━━━ Supplied text
When Murray Evans joined the RCMP 56 years ago, recruiters were as interested in his physique as they were his intelligence. The boy from New Brunswick was 18 years old at the time.

“The first time a friend and I went to the RCMP office, the sergeant said: 'Go home and measure your chest and make sure it measures up.' It had to be so much in expansion,” Mr. Evans recalls with a smile. Delighted that their chest sizes were acceptable, Mr. Evans and his friend went back to the office and wrote the entrance exam. “My friend who encouraged me to join didn't pass the test so I was left alone,” Evans says. Evans, a carpenter at the time, soon found himself trading in his tools for a Stetson hat and red serge.

“I went up to Fredericton and the sergeant said: 'You better know, you're signing away five years of your life, young man.' They sent me out on the train that evening across Canada to British Columbia to the Fairmont Barracks.” Mr. Evans was raised in the fishing community of Lorenville, on the outskirts of St. John, New Brunswick. After completing his RCMP training he was posted to St. John's, Newfoundland.

“I was so pleased to come here because when I was working with a roofing company they all talked about Newfoundland and how kind Newfoundlanders were,” Mr. Evans remembered.

The train ride across the country was, long, tiring and, in places, breathtaking. “I remember getting off the train in the prairies with my little camera taking pictures of the oxen. Someone was calling out to me but I thought, they aren't going to bother me. But here it was the train was pulling away without me,” Supt. Evans laughs.

Once he arrived in this province, Supt. Evans was told by his supervisors that he'd only be in St. John's for three months before being transferred to rural parts of the province.

Rather than three months, his posting to St. John's spanned three years. Long drives over gravel roads were very much a part of his early duties, he says. “We went all down the Southern Shore and to Harbour Grace. We were with the Preventive Service-Liquor-Highway Patrol we had motorcycles back then, an old Harley Davidson belong to the Ranger force and two English bikes. We were told we had to put 200 miles on them each day.”

“The young men often found their own ways of adding miles to the speedometer,” he says.
━━━━━━
━━━ Extracted records
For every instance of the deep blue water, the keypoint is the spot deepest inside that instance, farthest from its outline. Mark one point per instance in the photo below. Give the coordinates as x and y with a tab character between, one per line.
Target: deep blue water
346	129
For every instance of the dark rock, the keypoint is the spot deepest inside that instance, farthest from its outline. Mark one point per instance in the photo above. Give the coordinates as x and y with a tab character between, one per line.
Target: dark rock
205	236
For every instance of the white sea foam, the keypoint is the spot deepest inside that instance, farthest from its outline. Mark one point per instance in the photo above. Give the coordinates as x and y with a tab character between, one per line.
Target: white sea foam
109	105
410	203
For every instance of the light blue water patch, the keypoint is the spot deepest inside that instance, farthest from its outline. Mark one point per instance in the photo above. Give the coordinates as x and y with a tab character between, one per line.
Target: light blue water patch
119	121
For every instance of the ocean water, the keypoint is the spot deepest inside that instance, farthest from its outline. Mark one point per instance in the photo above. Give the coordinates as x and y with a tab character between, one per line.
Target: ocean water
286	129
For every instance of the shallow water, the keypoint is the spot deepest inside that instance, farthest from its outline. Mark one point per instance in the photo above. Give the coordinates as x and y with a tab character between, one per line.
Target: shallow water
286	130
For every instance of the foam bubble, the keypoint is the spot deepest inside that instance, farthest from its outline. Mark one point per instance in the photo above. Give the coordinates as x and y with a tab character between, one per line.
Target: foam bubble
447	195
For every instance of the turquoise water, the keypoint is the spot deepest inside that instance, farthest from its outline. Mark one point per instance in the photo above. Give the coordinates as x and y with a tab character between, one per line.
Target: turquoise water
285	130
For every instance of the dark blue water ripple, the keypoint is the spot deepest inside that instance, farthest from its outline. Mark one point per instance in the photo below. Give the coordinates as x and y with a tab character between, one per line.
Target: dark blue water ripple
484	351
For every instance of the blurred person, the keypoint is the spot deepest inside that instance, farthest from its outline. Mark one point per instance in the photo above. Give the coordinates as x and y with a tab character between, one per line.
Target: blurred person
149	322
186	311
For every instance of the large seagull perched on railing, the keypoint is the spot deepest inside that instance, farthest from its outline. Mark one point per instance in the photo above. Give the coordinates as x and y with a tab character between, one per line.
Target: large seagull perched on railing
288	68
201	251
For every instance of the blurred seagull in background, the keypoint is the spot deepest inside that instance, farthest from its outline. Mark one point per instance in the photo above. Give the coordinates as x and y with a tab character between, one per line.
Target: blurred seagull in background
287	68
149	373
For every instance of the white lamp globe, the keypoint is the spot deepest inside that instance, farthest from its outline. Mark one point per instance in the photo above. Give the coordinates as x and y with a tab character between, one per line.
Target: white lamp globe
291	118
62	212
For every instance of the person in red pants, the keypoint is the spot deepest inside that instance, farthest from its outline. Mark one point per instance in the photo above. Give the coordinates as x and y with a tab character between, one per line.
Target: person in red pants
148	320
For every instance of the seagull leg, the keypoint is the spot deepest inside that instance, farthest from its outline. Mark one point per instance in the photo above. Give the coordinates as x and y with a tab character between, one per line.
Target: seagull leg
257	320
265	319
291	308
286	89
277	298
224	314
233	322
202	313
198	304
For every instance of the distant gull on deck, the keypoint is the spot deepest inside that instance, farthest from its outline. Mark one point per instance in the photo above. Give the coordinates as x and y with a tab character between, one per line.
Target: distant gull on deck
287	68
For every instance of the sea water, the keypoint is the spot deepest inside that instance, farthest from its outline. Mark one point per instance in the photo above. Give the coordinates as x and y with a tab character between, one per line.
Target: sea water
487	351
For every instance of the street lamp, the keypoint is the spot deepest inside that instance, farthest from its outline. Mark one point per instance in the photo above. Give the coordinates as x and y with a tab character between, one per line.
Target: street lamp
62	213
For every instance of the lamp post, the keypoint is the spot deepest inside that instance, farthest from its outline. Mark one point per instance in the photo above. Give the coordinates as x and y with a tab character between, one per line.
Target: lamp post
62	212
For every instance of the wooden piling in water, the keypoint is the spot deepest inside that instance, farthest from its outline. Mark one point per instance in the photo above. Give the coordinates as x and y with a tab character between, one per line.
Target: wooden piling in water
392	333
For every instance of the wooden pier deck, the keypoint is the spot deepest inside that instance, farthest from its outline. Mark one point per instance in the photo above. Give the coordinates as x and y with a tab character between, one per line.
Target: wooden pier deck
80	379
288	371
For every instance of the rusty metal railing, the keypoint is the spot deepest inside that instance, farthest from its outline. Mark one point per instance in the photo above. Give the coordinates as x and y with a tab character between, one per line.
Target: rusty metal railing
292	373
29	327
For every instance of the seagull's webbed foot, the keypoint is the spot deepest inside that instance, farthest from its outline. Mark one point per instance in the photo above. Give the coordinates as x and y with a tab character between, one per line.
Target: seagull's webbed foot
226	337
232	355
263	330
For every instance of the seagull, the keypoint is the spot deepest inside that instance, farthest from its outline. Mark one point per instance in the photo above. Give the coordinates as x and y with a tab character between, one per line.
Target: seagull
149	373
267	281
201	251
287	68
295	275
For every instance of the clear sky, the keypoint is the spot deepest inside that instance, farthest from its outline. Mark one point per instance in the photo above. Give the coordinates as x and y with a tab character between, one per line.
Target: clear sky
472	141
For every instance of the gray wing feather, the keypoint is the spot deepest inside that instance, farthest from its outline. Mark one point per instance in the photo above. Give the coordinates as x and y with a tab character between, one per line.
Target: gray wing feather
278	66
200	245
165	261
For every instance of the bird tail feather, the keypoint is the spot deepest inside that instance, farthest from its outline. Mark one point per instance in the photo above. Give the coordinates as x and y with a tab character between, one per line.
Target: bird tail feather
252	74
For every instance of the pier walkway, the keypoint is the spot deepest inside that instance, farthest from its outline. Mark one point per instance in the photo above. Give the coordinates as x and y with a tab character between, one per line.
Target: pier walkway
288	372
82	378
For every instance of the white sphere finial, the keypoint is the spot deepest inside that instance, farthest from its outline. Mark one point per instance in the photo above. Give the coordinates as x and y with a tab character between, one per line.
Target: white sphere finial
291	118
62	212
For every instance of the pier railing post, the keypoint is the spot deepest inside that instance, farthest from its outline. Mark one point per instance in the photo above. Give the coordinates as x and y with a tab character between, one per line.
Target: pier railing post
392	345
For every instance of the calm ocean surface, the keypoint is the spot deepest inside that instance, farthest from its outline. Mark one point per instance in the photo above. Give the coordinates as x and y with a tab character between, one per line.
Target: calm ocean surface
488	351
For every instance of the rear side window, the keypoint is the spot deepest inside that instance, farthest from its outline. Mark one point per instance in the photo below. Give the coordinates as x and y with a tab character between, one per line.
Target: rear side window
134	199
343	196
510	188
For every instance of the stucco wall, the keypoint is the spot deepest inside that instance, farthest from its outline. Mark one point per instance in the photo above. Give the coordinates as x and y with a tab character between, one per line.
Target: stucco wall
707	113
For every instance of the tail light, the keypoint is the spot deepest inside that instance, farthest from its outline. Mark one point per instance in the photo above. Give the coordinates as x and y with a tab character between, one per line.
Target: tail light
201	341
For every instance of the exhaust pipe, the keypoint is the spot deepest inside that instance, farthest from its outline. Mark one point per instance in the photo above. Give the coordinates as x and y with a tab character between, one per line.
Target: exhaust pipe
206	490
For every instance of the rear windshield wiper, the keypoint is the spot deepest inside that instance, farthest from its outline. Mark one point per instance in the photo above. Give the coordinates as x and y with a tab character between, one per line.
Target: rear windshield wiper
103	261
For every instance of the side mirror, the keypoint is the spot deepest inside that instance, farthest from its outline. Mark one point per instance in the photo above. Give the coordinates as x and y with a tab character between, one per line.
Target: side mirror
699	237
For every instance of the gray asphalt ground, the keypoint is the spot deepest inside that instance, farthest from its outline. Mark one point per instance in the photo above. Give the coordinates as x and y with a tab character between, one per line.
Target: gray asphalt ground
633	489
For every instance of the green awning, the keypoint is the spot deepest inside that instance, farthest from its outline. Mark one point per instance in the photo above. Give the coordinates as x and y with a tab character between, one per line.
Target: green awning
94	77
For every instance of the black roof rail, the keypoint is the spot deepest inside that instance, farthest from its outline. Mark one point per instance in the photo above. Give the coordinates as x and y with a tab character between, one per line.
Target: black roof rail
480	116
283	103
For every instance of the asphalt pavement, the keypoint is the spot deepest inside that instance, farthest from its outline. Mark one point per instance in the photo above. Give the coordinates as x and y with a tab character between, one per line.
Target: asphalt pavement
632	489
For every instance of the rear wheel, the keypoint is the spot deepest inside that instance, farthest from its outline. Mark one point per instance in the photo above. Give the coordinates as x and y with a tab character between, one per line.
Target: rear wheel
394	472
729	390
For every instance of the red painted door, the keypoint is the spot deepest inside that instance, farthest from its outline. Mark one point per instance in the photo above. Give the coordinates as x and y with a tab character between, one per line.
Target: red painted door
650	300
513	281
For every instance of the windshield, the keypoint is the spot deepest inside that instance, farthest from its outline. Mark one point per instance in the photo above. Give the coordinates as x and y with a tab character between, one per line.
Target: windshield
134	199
━━━━━━
Tasks to perform:
#1 Retype the passage about Murray Evans from "Once he arrived" up to and including "of the province.".
#2 Using the passage about Murray Evans, answer yes or no to each statement and quote the words that decide it: (a) Evans was 18 years old when he joined the RCMP. (b) Evans's friend passed the entrance exam with him. (c) Evans's posting to St. John's lasted three months.
Work from the passage about Murray Evans alone.

Full answers:
#1
Once he arrived in this province, Supt. Evans was told by his supervisors that he'd only be in St. John's for three months before being transferred to rural parts of the province.

#2
(a) Yes: "The boy from New Brunswick was 18 years old at the time."
(b) No: "My friend who encouraged me to join didn't pass the test so I was left alone"
(c) No: "Rather than three months, his posting to St. John's spanned three years."